» **Textausschnitt**
·····

Medizinischer Fortschritt gilt als gut; Errungenschaften werden begrüsst. Doch das gilt nicht uneingeschränkt: Medizinische Unterstützung beim Thema Kinderwunsch kritisieren manche als unnatürlich. Das tabuisiert das Thema und macht es schambehaftet. Als wäre etwas natürlich an der Bestrahlung von Krebszellen oder am Einsetzen eines Herzschrittmachers – ein Fall von Doppelmoral.
Beispielhaft zeigt sich diese Doppelmoral in Bezug auf die Reproduktionsmedizin beim Thema Social Freezing: Hierbei stimulieren Frauen ihren Eisprung hormonell, damit möglichst viele Eizellen entnommen und für späteren Gebrauch eingefroren werden können.
Hartnäckig hält sich der Mythos, Frauen nutzten Social Freezing, um zuerst eine steile Karriere hinlegen zu können (statt dem «natürlichen Ruf» der Mutterschaft zu folgen). Dabei ist längst erwiesen: Es sind der aktuell fehlende passende Partner und das Wissen um die geringere Fruchtbarkeit mit höherem Alter, die Frauen vorausschauend handeln lassen. Traditionelle Rollenbilder prägen in diesem Fall also den Blick auf eine medizinische Errungenschaft.
Mit dem Social Freezing kaufen sich Frauen mit Kinderwunsch Zeit. Zum Glück verdienen sie ihr eigenes Geld und können sich das teure Prozedere leisten. So sind sie imstande, später mit dem passenden Mann eine Familie zu gründen und sich – und ihm – einen Lebenswunsch zu erfüllen.

·····

» **Bereitgestellte Daten**
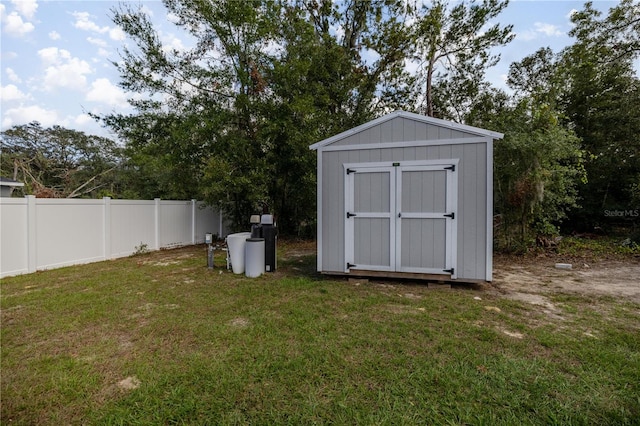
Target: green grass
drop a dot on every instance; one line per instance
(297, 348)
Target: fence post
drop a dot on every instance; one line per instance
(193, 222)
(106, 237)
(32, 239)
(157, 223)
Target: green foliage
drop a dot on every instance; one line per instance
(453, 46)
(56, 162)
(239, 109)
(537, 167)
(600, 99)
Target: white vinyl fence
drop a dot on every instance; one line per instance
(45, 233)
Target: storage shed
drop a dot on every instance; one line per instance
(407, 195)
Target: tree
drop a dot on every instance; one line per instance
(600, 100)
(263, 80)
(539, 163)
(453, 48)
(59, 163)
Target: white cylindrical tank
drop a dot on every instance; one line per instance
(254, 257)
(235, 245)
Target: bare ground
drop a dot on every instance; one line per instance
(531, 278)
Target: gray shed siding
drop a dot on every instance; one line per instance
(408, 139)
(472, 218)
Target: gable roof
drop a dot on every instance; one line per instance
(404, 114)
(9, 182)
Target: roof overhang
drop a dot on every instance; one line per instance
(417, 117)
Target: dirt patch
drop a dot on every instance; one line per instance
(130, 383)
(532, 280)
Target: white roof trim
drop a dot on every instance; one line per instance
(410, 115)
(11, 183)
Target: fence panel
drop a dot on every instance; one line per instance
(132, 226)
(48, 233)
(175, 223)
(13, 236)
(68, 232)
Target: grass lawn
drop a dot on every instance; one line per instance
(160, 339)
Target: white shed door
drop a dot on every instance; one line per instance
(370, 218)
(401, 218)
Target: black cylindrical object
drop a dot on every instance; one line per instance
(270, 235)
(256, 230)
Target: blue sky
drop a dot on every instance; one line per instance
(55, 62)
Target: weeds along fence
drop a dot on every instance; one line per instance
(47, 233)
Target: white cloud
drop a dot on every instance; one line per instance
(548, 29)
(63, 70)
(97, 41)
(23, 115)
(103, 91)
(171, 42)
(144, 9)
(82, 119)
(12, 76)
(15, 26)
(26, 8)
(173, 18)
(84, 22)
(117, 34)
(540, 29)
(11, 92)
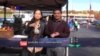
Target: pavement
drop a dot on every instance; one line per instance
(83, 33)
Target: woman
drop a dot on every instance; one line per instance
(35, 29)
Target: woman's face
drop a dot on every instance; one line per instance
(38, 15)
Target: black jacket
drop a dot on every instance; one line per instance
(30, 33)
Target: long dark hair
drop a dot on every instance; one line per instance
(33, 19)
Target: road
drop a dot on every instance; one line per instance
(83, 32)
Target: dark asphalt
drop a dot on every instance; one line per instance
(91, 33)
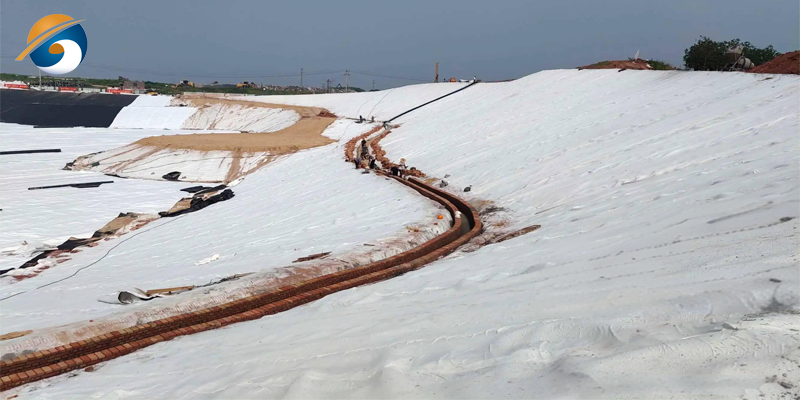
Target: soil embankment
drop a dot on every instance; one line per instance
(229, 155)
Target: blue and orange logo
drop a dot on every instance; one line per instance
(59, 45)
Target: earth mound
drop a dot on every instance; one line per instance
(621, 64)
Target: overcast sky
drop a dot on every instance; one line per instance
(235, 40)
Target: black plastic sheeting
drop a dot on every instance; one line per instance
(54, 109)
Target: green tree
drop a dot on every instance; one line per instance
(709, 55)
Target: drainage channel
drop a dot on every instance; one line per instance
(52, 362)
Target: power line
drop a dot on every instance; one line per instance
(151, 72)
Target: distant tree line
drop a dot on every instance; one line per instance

·····

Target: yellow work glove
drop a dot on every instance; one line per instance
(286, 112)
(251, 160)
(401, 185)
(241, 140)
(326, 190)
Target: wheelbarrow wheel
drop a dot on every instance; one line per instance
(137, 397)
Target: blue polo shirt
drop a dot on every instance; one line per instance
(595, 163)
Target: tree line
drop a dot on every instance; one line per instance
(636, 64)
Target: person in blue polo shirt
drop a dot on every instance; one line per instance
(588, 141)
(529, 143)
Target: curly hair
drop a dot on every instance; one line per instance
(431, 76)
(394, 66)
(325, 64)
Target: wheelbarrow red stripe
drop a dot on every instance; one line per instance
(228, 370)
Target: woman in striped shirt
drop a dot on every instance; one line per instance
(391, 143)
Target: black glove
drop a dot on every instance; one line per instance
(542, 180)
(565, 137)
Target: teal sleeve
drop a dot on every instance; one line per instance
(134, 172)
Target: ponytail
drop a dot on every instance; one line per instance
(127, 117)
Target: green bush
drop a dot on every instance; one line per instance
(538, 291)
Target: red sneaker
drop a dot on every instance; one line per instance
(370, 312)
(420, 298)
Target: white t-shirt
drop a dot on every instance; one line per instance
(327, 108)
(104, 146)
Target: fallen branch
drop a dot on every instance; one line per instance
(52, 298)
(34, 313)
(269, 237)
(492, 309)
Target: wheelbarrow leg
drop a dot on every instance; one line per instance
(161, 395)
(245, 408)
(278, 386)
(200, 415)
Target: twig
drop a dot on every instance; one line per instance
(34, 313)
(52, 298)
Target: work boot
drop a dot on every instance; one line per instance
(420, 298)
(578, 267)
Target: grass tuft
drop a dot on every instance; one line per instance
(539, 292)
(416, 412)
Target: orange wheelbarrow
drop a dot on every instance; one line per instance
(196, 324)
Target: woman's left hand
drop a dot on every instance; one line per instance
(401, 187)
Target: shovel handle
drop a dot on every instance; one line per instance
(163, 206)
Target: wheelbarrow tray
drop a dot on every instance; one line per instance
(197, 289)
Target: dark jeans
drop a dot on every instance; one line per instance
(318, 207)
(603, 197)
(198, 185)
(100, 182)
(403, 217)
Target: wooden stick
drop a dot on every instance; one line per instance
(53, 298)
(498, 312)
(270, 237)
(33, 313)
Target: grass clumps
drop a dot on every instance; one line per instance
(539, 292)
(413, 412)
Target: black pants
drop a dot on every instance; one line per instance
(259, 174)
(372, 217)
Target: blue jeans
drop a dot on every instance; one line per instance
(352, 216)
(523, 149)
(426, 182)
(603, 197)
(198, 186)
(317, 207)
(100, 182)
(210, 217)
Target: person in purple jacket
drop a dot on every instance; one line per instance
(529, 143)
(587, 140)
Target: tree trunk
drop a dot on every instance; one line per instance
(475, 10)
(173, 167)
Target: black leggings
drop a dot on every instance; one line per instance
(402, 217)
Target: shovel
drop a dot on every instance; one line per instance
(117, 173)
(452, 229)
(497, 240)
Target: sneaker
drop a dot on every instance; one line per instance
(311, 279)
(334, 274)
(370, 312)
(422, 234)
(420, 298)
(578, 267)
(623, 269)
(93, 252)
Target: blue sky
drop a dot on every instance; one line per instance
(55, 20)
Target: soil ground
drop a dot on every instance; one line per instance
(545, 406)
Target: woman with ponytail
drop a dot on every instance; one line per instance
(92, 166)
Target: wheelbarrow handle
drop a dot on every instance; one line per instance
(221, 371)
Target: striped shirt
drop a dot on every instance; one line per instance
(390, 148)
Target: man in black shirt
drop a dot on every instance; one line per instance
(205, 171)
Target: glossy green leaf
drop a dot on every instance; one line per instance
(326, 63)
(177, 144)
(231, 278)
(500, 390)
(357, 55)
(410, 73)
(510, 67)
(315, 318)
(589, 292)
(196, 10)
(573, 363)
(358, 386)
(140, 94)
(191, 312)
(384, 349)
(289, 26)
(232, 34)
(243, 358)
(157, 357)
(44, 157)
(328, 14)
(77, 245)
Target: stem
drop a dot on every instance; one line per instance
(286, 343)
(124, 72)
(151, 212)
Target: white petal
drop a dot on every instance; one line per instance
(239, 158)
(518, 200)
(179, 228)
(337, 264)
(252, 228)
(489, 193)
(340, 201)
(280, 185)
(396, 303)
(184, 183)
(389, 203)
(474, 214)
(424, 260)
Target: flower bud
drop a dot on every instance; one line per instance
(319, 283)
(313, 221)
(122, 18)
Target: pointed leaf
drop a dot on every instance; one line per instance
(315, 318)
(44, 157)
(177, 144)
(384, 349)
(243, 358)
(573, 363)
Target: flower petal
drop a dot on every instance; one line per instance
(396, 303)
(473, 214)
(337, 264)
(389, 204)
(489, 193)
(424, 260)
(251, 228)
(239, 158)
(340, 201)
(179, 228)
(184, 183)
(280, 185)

·····

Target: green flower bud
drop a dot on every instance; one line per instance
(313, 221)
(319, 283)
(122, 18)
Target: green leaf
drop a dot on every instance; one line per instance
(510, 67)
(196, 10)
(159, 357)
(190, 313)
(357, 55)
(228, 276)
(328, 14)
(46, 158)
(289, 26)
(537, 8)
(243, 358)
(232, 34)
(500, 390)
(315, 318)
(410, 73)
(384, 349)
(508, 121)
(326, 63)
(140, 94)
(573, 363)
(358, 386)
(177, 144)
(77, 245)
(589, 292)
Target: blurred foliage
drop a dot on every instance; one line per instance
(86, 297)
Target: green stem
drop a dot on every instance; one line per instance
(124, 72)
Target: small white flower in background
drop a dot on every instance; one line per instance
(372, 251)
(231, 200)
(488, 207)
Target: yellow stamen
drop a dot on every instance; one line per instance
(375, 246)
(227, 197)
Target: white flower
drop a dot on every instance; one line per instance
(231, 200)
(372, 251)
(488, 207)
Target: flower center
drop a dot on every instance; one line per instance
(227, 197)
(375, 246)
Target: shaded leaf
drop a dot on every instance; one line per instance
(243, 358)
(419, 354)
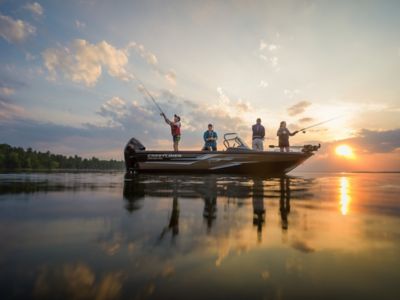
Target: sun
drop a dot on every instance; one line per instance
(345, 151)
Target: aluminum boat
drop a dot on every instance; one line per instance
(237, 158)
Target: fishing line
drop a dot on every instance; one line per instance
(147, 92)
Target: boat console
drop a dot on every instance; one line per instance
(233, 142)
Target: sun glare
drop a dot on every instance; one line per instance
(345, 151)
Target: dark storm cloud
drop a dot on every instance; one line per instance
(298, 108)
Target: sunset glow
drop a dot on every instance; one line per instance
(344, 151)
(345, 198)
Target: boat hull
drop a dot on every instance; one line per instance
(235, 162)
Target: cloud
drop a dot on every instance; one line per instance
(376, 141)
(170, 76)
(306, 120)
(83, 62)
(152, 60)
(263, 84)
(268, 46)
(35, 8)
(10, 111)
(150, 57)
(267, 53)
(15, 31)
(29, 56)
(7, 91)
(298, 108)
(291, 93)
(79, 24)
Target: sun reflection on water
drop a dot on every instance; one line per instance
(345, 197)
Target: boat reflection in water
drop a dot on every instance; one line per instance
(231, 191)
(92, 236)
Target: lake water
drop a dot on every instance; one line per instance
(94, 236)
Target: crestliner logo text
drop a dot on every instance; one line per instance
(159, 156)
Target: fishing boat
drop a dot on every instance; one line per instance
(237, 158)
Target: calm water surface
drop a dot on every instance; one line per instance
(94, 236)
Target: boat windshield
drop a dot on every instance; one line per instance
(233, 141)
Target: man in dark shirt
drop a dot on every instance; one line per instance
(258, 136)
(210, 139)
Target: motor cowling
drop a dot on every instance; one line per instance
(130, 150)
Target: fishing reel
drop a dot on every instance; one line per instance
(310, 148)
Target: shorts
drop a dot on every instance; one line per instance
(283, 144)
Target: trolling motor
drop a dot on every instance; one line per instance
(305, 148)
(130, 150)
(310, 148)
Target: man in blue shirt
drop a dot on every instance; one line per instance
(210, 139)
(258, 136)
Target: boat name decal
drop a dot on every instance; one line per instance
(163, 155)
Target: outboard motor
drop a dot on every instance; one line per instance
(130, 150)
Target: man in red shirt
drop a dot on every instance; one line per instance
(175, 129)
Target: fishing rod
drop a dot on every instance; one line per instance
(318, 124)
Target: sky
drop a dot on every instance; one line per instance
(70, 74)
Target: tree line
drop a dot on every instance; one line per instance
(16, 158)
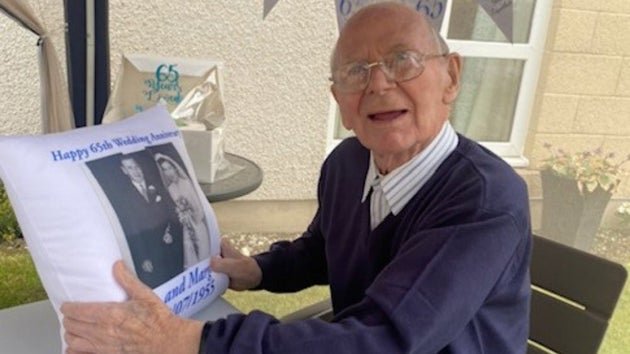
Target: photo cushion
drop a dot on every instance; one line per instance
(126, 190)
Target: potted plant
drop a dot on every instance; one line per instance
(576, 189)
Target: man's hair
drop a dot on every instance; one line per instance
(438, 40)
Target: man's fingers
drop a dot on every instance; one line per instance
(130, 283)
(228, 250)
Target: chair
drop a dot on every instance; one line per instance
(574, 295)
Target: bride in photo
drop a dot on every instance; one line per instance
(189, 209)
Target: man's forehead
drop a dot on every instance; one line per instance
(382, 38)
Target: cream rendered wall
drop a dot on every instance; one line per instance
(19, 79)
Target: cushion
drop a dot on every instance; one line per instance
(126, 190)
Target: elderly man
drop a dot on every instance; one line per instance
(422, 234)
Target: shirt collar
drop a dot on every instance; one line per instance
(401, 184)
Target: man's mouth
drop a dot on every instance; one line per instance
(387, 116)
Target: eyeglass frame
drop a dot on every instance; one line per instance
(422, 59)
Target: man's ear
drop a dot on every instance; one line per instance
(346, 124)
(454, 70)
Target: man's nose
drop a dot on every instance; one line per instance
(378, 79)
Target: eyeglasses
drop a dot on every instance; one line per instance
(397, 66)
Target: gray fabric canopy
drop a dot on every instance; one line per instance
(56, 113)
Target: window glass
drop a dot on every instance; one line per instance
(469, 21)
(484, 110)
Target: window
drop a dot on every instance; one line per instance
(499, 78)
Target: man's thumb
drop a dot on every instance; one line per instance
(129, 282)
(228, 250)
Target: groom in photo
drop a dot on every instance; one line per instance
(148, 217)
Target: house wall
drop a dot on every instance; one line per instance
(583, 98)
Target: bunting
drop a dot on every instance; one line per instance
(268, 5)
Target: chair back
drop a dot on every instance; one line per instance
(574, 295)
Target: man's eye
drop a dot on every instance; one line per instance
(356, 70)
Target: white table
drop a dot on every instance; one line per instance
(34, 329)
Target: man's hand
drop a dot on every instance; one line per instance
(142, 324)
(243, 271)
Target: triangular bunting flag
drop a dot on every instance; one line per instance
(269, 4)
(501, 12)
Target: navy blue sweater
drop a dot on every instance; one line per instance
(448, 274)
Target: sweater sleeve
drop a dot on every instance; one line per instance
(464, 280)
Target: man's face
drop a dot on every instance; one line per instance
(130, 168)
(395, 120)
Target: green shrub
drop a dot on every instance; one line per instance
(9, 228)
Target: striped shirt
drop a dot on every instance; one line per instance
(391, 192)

·····

» **Aufgabe 1**
Was lässt Frauen laut dem Textausschnitt über Social Freezing vorausschauend handeln?
» **Aufgabe 2**
Übertragen Sie den Satz „Mit dem Social Freezing kaufen sich Frauen mit Kinderwunsch Zeit.“ aus dem Textausschnitt ins Englische.
» **Aufgabe 3**
Geben Sie den Textausschnitt von „Beispielhaft zeigt sich“ bis einschließlich „eine medizinische Errungenschaft.“ wortgetreu aus.

» **Aufgabenlösung 1**
Der aktuell fehlende passende Partner und das Wissen um die geringere Fruchtbarkeit mit höherem Alter.

» **Aufgabenlösung 2**
With social freezing, women who wish to have children buy themselves time.

» **Aufgabenlösung 3**
Beispielhaft zeigt sich diese Doppelmoral in Bezug auf die Reproduktionsmedizin beim Thema Social Freezing: Hierbei stimulieren Frauen ihren Eisprung hormonell, damit möglichst viele Eizellen entnommen und für späteren Gebrauch eingefroren werden können.
Hartnäckig hält sich der Mythos, Frauen nutzten Social Freezing, um zuerst eine steile Karriere hinlegen zu können (statt dem «natürlichen Ruf» der Mutterschaft zu folgen). Dabei ist längst erwiesen: Es sind der aktuell fehlende passende Partner und das Wissen um die geringere Fruchtbarkeit mit höherem Alter, die Frauen vorausschauend handeln lassen. Traditionelle Rollenbilder prägen in diesem Fall also den Blick auf eine medizinische Errungenschaft.